● Excerpt provided:
Saturday, April 23, 2011

Wake Me Up in a Month

Coming up tonight, on TNT: Overmatched Team A tries to steal a playoff game from Juggernaut Team B! And if they do so, don't miss the next 6 months, during which Team A will try to sell its fanbase on the idea that a 5-game playoff loss is a successful season! Be sure to treat yourself to this compelling melodrama, the only thing more viewer-enticing than Charles Barkley doing a Sodoku puzzle!

I've tried. I've tried and tried and tried and tried. I've picked a few teams I wanted to root for and against. I've set aside time to watch games. I've even gambled on a game or two (note to the Blazers: putting a hand in a guy's face is not only allowed, but it may actually make your opponent's shot more difficult. Try it sometime.). But I just can't get into the NBA Playoffs until the Conference Finals at the earliest.

● Short problem: Quote the NBA Playoffs blog post from "Wake Me Up in" up to and including "a Sodoku puzzle!". The records have nothing to do with the NBA Playoffs blog post.

● Raw data:

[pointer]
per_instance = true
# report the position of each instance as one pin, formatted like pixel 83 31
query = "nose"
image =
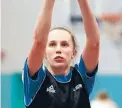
pixel 58 49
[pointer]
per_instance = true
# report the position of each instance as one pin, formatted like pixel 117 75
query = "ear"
pixel 74 53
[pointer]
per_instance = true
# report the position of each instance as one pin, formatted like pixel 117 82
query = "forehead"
pixel 59 35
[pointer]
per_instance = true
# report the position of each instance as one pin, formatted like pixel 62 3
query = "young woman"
pixel 58 84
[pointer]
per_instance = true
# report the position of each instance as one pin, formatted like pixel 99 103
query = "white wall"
pixel 18 21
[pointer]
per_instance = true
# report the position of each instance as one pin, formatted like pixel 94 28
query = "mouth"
pixel 59 58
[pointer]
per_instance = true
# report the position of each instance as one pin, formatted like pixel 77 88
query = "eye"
pixel 52 44
pixel 64 44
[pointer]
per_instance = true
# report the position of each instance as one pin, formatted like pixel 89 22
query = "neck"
pixel 59 71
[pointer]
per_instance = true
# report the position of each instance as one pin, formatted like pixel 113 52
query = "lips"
pixel 59 57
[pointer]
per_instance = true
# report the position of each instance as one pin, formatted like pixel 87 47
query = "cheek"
pixel 68 54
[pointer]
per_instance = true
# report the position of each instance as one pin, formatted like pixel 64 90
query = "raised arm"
pixel 36 55
pixel 90 54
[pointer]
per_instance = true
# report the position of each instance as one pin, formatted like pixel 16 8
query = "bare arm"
pixel 91 52
pixel 36 55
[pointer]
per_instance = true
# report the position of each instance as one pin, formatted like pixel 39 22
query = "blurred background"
pixel 18 18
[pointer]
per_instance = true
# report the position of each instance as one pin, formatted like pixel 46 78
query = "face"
pixel 59 49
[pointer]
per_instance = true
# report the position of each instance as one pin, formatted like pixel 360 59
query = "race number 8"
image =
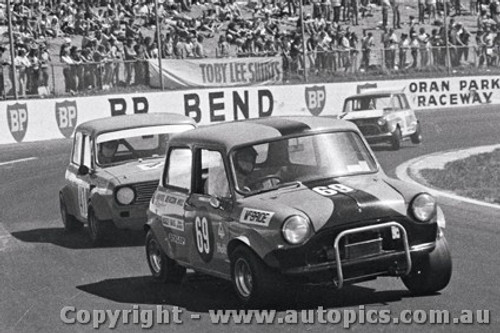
pixel 332 189
pixel 202 235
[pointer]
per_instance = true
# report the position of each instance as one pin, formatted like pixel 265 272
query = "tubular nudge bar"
pixel 340 276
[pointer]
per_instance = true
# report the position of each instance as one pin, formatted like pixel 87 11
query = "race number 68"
pixel 202 236
pixel 332 189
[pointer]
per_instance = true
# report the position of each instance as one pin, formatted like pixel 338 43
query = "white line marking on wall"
pixel 18 161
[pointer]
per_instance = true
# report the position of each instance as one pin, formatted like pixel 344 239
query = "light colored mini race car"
pixel 272 201
pixel 114 169
pixel 383 116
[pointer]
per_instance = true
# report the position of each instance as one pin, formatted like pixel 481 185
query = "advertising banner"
pixel 218 72
pixel 45 119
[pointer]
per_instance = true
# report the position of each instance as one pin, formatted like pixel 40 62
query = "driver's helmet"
pixel 245 160
pixel 108 148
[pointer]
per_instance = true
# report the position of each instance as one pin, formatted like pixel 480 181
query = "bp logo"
pixel 17 116
pixel 315 99
pixel 66 116
pixel 361 87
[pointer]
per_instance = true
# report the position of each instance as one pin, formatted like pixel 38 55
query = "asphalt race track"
pixel 42 269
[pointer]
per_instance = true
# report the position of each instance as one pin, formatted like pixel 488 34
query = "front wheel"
pixel 396 139
pixel 433 273
pixel 416 138
pixel 162 267
pixel 69 221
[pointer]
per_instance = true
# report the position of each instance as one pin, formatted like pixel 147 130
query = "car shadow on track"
pixel 200 293
pixel 80 238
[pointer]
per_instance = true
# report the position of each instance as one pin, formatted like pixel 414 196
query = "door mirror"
pixel 215 202
pixel 83 170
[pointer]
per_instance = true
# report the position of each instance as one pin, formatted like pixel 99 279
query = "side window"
pixel 301 151
pixel 87 151
pixel 76 158
pixel 215 181
pixel 179 168
pixel 397 102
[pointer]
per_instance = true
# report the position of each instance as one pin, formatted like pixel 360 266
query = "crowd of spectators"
pixel 106 43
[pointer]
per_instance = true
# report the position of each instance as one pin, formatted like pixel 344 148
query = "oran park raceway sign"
pixel 218 72
pixel 446 92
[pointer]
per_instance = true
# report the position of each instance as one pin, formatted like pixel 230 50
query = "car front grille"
pixel 369 129
pixel 144 192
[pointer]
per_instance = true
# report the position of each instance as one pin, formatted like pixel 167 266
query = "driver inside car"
pixel 107 151
pixel 248 181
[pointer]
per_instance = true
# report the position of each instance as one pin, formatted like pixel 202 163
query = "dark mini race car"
pixel 273 201
pixel 383 116
pixel 114 169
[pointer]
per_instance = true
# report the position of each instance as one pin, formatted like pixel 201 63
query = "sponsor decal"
pixel 150 166
pixel 17 116
pixel 66 117
pixel 204 238
pixel 332 189
pixel 256 217
pixel 118 106
pixel 443 92
pixel 176 239
pixel 220 248
pixel 315 99
pixel 173 223
pixel 221 231
pixel 366 86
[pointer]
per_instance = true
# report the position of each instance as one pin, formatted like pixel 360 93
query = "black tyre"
pixel 254 282
pixel 69 221
pixel 97 228
pixel 416 138
pixel 162 267
pixel 433 273
pixel 396 139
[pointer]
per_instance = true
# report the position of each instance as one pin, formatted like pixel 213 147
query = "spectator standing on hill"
pixel 130 56
pixel 385 12
pixel 421 11
pixel 336 10
pixel 414 47
pixel 423 40
pixel 432 9
pixel 396 14
pixel 22 64
pixel 404 47
pixel 367 43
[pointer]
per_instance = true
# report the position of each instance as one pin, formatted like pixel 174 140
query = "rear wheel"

● Exercise output:
Wake Me Up in a Month

Coming up tonight, on TNT: Overmatched Team A tries to steal a playoff game from Juggernaut Team B! And if they do so, don't miss the next 6 months, during which Team A will try to sell its fanbase on the idea that a 5-game playoff loss is a successful season! Be sure to treat yourself to this compelling melodrama, the only thing more viewer-enticing than Charles Barkley doing a Sodoku puzzle!